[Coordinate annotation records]
=-=-=-=-=

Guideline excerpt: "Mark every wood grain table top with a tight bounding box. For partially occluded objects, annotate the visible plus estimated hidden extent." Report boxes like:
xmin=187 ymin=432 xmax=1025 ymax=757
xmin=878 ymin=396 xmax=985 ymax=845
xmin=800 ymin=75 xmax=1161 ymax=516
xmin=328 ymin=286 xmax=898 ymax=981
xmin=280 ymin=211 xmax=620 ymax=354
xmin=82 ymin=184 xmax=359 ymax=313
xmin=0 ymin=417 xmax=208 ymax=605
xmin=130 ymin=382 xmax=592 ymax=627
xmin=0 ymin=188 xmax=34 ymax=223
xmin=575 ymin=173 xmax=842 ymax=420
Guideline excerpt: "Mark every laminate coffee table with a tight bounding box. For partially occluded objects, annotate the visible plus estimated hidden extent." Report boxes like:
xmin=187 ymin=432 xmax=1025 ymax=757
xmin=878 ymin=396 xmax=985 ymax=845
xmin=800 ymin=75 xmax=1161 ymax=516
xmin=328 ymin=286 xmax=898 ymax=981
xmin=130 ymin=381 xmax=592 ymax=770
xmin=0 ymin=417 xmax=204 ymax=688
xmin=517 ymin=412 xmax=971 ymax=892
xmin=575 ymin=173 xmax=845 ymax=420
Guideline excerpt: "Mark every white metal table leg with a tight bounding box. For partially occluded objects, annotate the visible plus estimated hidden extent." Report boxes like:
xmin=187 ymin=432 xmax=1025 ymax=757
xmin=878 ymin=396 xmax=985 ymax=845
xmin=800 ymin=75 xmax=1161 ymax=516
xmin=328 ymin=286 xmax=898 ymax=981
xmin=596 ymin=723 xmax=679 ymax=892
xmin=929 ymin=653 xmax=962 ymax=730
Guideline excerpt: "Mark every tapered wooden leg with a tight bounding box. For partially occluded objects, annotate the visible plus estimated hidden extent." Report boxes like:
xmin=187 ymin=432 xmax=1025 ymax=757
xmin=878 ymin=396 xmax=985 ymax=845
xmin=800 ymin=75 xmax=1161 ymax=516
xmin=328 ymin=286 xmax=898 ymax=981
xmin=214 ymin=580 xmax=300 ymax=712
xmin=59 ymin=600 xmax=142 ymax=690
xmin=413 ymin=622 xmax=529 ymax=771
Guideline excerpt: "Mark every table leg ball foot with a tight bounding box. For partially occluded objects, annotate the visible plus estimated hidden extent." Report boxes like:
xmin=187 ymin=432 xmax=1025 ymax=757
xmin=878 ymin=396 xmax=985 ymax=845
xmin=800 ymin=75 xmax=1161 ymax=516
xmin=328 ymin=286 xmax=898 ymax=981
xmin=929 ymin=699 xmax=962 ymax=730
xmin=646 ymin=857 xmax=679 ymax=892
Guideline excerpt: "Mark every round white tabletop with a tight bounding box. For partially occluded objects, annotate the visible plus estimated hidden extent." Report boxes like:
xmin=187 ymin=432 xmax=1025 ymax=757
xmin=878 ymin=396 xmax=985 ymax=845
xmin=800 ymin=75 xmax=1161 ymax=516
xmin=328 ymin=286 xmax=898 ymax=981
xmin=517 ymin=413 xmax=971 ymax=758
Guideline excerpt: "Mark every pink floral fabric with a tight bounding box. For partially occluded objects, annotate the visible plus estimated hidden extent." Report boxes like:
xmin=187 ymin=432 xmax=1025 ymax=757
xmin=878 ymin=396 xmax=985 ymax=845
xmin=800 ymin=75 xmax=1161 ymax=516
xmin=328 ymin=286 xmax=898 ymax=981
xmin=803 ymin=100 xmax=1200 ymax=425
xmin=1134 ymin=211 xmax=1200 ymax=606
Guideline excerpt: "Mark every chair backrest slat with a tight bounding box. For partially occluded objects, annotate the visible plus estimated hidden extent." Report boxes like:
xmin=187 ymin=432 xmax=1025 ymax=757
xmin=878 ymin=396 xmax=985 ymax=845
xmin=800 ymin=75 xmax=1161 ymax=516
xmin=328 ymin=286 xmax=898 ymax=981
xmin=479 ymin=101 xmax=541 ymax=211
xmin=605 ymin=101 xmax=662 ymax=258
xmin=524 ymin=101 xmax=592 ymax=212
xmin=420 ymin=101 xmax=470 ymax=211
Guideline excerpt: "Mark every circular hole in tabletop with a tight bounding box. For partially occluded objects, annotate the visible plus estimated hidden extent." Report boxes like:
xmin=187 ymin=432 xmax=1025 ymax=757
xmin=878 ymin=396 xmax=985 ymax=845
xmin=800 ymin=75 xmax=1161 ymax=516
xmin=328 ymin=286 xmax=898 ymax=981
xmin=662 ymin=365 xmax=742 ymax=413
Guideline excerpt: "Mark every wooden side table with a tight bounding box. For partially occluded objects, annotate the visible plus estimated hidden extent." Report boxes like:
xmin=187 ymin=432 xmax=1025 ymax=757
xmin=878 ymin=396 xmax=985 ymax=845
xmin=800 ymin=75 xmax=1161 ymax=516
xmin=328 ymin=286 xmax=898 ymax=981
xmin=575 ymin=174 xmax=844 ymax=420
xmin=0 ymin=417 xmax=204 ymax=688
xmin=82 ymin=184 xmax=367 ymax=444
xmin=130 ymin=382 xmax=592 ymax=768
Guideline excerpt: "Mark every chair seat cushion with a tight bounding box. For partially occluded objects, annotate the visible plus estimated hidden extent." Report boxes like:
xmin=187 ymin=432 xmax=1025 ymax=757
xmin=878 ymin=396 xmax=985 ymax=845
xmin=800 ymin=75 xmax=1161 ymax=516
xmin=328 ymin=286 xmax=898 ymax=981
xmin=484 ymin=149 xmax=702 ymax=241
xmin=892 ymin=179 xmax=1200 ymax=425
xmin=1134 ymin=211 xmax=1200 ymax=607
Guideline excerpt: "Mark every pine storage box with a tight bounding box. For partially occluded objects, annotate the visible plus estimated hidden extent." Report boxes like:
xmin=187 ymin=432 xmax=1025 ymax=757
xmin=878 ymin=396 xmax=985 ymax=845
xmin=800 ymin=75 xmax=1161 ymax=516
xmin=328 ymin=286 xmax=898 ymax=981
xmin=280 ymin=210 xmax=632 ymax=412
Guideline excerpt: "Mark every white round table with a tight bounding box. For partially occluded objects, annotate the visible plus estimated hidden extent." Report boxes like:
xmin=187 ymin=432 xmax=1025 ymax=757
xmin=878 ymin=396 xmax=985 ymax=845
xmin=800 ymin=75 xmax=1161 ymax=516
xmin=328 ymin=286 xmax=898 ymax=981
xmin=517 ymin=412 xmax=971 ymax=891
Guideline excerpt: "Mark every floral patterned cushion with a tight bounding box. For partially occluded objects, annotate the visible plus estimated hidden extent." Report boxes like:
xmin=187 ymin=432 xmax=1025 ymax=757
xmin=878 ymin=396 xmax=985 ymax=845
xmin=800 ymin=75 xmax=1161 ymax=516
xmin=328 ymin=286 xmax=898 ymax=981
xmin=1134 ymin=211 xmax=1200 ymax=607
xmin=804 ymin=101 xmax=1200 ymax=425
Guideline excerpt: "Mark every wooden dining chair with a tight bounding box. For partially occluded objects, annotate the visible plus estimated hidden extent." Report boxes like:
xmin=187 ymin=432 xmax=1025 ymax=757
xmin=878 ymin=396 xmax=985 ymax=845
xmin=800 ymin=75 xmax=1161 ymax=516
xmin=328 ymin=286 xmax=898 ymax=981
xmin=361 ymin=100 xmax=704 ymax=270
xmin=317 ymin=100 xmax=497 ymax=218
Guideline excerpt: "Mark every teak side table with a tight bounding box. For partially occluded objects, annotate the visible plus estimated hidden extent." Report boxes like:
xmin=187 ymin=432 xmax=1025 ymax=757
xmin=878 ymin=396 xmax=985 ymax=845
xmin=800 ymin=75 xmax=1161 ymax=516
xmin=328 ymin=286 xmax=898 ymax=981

=-=-=-=-=

## [WHAT TO PRODUCE]
Express everything from the line containing "every chair backrest" down to the line containing "xmin=130 ymin=382 xmax=592 ymax=768" in the records above as a two-column CSV with the columns "prompt" and "boxes". Make one row per record, put each field in quotation marks, and turn any line breaks into spaces.

## [FINISHED TASK]
prompt,boxes
"Guideline excerpt: ""Mark every chair backrest slat with a tight bounding box. For partially occluded objects, annotate the visible plus estimated hidden extent."" Report boxes like: xmin=187 ymin=432 xmax=1025 ymax=757 xmin=878 ymin=396 xmax=985 ymax=845 xmin=800 ymin=75 xmax=1161 ymax=516 xmin=328 ymin=286 xmax=898 ymax=981","xmin=479 ymin=101 xmax=541 ymax=211 xmin=605 ymin=101 xmax=662 ymax=258 xmin=524 ymin=101 xmax=592 ymax=212 xmin=420 ymin=101 xmax=470 ymax=211"
"Guideline excerpt: ""Mark every circular hole in tabletop with a tight bounding box. For partially occluded objects, annotate the visible plus estimated hidden extent."" Report boxes like: xmin=187 ymin=432 xmax=1025 ymax=757 xmin=878 ymin=396 xmax=985 ymax=845 xmin=800 ymin=75 xmax=1161 ymax=516 xmin=328 ymin=286 xmax=898 ymax=981","xmin=662 ymin=365 xmax=742 ymax=413"
"Guideline excerpt: ""Mark every wooden side table with a tight bounding box. For partially occluded objects, annotate the visible plus estimated hidden extent."" Report boxes like: xmin=187 ymin=432 xmax=1025 ymax=757 xmin=878 ymin=396 xmax=985 ymax=845 xmin=800 ymin=75 xmax=1161 ymax=516 xmin=328 ymin=286 xmax=898 ymax=981","xmin=575 ymin=174 xmax=844 ymax=420 xmin=0 ymin=417 xmax=204 ymax=688 xmin=82 ymin=184 xmax=367 ymax=444 xmin=130 ymin=382 xmax=592 ymax=768"